Data for analysis
**********

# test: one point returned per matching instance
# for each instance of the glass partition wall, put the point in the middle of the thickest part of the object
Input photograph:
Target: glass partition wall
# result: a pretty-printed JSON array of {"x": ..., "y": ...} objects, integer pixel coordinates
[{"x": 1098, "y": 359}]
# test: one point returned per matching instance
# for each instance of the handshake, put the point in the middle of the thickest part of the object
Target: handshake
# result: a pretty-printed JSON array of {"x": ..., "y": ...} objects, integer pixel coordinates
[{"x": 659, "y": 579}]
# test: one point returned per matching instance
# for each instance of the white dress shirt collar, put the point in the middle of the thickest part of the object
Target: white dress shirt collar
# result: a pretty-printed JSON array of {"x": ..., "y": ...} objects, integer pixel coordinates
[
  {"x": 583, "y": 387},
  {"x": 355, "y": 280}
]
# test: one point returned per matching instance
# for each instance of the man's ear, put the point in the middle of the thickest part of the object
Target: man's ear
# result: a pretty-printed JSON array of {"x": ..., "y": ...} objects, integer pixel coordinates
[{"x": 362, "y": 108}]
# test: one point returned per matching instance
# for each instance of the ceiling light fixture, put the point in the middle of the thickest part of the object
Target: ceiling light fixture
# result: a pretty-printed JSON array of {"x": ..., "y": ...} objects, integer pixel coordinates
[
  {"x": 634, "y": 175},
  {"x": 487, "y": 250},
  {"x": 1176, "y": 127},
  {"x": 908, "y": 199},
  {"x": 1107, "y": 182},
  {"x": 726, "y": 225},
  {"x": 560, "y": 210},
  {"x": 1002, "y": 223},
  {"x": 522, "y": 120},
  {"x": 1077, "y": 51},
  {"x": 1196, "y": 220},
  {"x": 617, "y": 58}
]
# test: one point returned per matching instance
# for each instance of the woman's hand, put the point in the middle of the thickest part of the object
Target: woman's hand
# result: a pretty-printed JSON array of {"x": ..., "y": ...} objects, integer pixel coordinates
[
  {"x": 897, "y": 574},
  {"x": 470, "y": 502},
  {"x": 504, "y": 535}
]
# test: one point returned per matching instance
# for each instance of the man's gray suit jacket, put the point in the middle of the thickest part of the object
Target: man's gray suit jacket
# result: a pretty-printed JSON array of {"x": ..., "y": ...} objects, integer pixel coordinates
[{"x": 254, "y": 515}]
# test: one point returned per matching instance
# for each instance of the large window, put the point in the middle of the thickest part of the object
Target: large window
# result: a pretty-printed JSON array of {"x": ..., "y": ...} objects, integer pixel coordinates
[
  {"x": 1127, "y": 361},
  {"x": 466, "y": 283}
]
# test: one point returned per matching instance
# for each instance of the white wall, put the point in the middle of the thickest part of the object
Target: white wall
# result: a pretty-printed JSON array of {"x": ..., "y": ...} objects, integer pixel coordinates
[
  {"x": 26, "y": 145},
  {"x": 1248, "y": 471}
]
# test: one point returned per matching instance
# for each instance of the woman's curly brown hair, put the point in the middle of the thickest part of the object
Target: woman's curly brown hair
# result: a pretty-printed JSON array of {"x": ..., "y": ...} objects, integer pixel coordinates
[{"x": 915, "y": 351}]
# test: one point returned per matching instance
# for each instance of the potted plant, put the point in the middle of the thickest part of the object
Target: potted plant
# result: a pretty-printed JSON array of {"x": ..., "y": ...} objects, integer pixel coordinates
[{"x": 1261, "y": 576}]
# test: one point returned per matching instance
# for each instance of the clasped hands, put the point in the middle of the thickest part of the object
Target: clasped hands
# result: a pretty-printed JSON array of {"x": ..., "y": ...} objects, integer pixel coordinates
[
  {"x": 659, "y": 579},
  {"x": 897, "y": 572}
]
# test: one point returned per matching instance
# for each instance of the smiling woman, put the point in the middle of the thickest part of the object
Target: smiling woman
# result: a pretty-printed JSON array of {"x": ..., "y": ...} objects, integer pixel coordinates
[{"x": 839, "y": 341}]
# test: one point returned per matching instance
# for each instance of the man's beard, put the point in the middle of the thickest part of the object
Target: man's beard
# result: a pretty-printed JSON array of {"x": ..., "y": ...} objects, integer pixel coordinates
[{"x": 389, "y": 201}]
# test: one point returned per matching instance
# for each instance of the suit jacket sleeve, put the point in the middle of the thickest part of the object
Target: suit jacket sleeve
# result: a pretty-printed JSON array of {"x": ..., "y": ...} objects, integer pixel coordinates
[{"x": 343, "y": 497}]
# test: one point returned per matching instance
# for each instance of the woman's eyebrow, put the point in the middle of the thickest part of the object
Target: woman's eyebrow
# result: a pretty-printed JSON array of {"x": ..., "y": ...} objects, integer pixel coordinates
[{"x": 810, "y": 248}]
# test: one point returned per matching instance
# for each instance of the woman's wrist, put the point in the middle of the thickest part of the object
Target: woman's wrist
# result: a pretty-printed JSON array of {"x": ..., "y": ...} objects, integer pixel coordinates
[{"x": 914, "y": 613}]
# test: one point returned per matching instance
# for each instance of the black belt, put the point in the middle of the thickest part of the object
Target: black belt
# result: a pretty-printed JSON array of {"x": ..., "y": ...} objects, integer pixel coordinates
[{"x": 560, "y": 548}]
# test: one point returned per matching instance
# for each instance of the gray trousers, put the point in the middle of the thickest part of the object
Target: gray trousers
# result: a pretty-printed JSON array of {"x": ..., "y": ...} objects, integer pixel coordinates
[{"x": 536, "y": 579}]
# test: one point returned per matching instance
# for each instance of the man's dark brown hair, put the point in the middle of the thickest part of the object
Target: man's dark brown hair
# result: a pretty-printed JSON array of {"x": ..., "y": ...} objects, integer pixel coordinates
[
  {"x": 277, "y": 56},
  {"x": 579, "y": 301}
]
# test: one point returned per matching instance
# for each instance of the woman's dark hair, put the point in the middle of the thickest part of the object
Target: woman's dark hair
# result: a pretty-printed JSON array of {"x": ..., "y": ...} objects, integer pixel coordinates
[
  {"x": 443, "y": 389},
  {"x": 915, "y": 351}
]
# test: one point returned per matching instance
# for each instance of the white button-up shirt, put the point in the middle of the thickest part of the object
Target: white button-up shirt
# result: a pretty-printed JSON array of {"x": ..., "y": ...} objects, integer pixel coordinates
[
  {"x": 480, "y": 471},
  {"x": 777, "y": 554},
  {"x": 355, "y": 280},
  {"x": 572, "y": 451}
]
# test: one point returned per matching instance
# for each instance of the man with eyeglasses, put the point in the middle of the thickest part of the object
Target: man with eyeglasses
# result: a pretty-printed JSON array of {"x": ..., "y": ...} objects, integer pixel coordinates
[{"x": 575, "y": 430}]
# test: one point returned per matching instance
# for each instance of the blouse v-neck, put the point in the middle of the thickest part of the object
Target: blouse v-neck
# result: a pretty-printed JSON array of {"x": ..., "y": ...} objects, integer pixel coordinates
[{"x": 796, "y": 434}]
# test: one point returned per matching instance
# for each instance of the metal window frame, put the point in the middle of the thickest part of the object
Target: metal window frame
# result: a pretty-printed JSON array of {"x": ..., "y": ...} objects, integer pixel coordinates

**********

Exercise objective
From top to bottom, reproduce the material exactly.

Task output
# test: one point returned per matching instance
# for each instance of the glass partition wall, put the point in the middle of the thickest part of the object
Input photograph:
Target: glass partition wall
# result: a pretty-printed JSON array of {"x": ..., "y": ...} objects, integer pixel coordinates
[{"x": 1098, "y": 359}]
# test: one point returned per matching instance
# for each instance of the handshake, put the point in the middle of the thickest part of the object
Target: handshake
# result: a pretty-printed JSON array of {"x": ..., "y": ...} objects, integer pixel coordinates
[{"x": 659, "y": 579}]
# test: one point returned per matching instance
# for each instance of the white dress shirt collar, put the point in the middle of the thickest part of the object
Target: white dress shirt collar
# result: a pretty-printed JSON array of {"x": ..., "y": ...} objects, integer pixel coordinates
[
  {"x": 583, "y": 387},
  {"x": 355, "y": 280}
]
# test: one point returned per matching instance
# for each instance of the man's ear, put the point in the middle of the thickest part of the object
Target: man's ear
# result: a pretty-printed JSON array of {"x": ..., "y": ...} objects, integer pixel coordinates
[{"x": 362, "y": 108}]
# test: one point returned per matching instance
# for each instance of the ceiling light fixture, put the point in the middle of the thickest part of the object
Target: ceiling light fixture
# result: a pretty-printed JSON array of {"x": ..., "y": ...} objects, integer pixel coordinates
[
  {"x": 634, "y": 175},
  {"x": 487, "y": 250},
  {"x": 1176, "y": 127},
  {"x": 908, "y": 199},
  {"x": 1107, "y": 182},
  {"x": 726, "y": 225},
  {"x": 560, "y": 210},
  {"x": 1002, "y": 223},
  {"x": 522, "y": 120},
  {"x": 1077, "y": 51},
  {"x": 1196, "y": 220},
  {"x": 617, "y": 58}
]
# test: one point returned per matching instance
# for each instance of the woman's hand, put the point in the middle of the thickest part of the object
Target: woman's hand
# result: a pretty-printed JSON array of {"x": ..., "y": ...} objects, integer pixel coordinates
[
  {"x": 897, "y": 574},
  {"x": 470, "y": 502},
  {"x": 504, "y": 535}
]
# test: one point returned per matching instance
# for each instance of the man's gray suit jacket, put the point in the middle of the thickest part of the object
Target: man's gray suit jacket
# result: a pretty-printed JSON array of {"x": ..., "y": ...} objects, integer pixel coordinates
[{"x": 254, "y": 515}]
# test: one point returned per matching instance
# for each instance of the large window, put the point in the middle of the thickest part of the object
Target: large window
# result: a pretty-printed JSON array of {"x": ..., "y": ...} objects, integer pixel coordinates
[
  {"x": 1127, "y": 361},
  {"x": 466, "y": 283}
]
# test: one point returned per matching instance
# for each instance of the white wall, put the point in the middle of the thickest part of the object
Target: white wall
# result: a pretty-printed JSON array of {"x": ..., "y": ...} objects, integer pixel coordinates
[
  {"x": 26, "y": 145},
  {"x": 1248, "y": 471}
]
# test: one point returned per matching instance
# for each instance of the woman's curly brown hair, put the point in the middle of the thickest part of the object
Target: woman's curly brown hair
# result: a pretty-printed JSON array of {"x": ..., "y": ...} objects, integer pixel coordinates
[{"x": 915, "y": 351}]
# test: one point returned per matching instance
# for each instance of the potted plant, put the point in the middle of the thickest part of the object
Target: potted plant
# result: a pretty-printed JSON array of {"x": ..., "y": ...} objects, integer pixel coordinates
[{"x": 1261, "y": 576}]
# test: one point returned per matching instance
# for each instance of the clasped hands, put the point in the middle of the thickest part of the object
Target: clasped hands
# result: a pretty-printed JSON array of {"x": ..., "y": ...} objects, integer pixel coordinates
[
  {"x": 659, "y": 579},
  {"x": 897, "y": 572}
]
# test: one point returned per matching instance
# for each instance of the smiling woman, put the point in the middle of the thickest part of the object
Target: smiling woman
# result: a pretty-printed JSON array of {"x": ..., "y": ...} objects, integer pixel coordinates
[{"x": 839, "y": 341}]
# test: one point returned per matching instance
# for each instance of the man's beard, put the point in the middle of the thickest part of the object
Target: man's beard
# result: a pretty-printed JSON array of {"x": ..., "y": ...} objects, integer pixel coordinates
[{"x": 389, "y": 201}]
# test: one point returned per matching instance
# for each instance of the suit jacket sleeve, put the point in the middle of the thickest part of the object
Target: suit jacket sleeve
# result: a pretty-printed JSON array of {"x": ..., "y": ...} objects, integer pixel coordinates
[{"x": 343, "y": 497}]
# test: one point returned per matching instance
# for each instance of the woman's eyebrow, put the point in the middle of the thickest part of the object
Target: woman's eyebrow
# result: a pretty-printed JSON array of {"x": ..., "y": ...} objects, integer pixel coordinates
[{"x": 810, "y": 248}]
# test: one point returned per matching instance
# for each instance of the woman's wrist, put the point in the middle of the thickest part of the object
Target: woman's wrist
# result: a pretty-printed JSON array of {"x": ..., "y": ...} objects, integer pixel coordinates
[{"x": 914, "y": 613}]
# test: one point returned per matching instance
# for each instance of the black belt, put the point in the middle of the thickest part of the object
Target: black belt
# result: a pretty-printed JSON array of {"x": ..., "y": ...} objects, integer pixel coordinates
[{"x": 560, "y": 548}]
# test: one point returned per matching instance
# for each instance of the gray trousers, put the point in the middle of the thickest part of the object
Target: gray trousers
# result: a pretty-printed JSON array of {"x": ..., "y": ...} objects, integer pixel coordinates
[{"x": 536, "y": 579}]
# test: one point returned per matching instance
# for each instance of the man's dark brown hair, put the point in the middle of the thickest part of the object
Target: man's dark brown hair
# result: a pretty-printed JSON array of {"x": ..., "y": ...} objects, integer pixel coordinates
[
  {"x": 277, "y": 56},
  {"x": 579, "y": 301}
]
# test: one point returned per matching instance
# for each instance of the woman's dark hair, put the point in the middle of the thickest part of the object
Target: woman's dark hair
# result: a pretty-printed JSON array of {"x": ..., "y": ...} objects, integer pixel coordinates
[
  {"x": 443, "y": 389},
  {"x": 915, "y": 351}
]
# test: one point returned per matching instance
# for each instance of the white button-up shirt, put the point in the middle of the thickest part of the object
Target: white button-up shirt
# result: a pretty-printed JSON array of {"x": ..., "y": ...} objects, integer pixel coordinates
[
  {"x": 480, "y": 471},
  {"x": 777, "y": 554},
  {"x": 355, "y": 280},
  {"x": 572, "y": 451}
]
# test: one point returned per matching instance
# for each instance of the man with eyeglasses, put the point in the middle of the thickest part of the object
Target: man with eyeglasses
# result: a pretty-printed JSON array of {"x": ..., "y": ...} objects, integer pixel coordinates
[{"x": 575, "y": 430}]
# test: one point returned per matching instance
# for each instance of the blouse v-neck, put the point in the middle of the thickest part of the object
Target: blouse v-neck
# result: a pretty-printed JSON array of {"x": ..., "y": ...} objects, integer pixel coordinates
[{"x": 796, "y": 434}]
# test: one point returned per matching instance
# for each instance of the metal window frame, put the point in the middle of the thickest part of the object
Target: metal window frame
# result: a pretty-printed JSON array of {"x": ..., "y": ...} objects, integer pixel coordinates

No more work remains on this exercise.